(THE TASK) Copy the records below, changing "curtain ring" to "curtain hook" and leaving everything else as it is. Omit the pictures from your copy.

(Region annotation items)
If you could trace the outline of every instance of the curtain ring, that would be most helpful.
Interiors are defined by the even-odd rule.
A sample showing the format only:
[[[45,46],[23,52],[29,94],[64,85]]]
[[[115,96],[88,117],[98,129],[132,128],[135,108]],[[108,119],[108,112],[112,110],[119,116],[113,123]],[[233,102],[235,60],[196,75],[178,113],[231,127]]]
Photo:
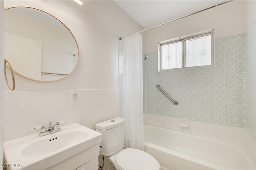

(OUTPUT BELOW)
If you could trace the outline of every instance of the curtain hook, that would be most helpful.
Interiors are defined by the even-odd rule.
A sample showing the format only:
[[[45,46],[23,52],[29,94],[64,85]]]
[[[115,96],[88,117],[98,129],[132,128],[135,108]],[[108,119],[108,112],[112,110],[119,116],[113,123]],[[233,102],[235,60],[196,75],[178,113],[231,127]]]
Photo:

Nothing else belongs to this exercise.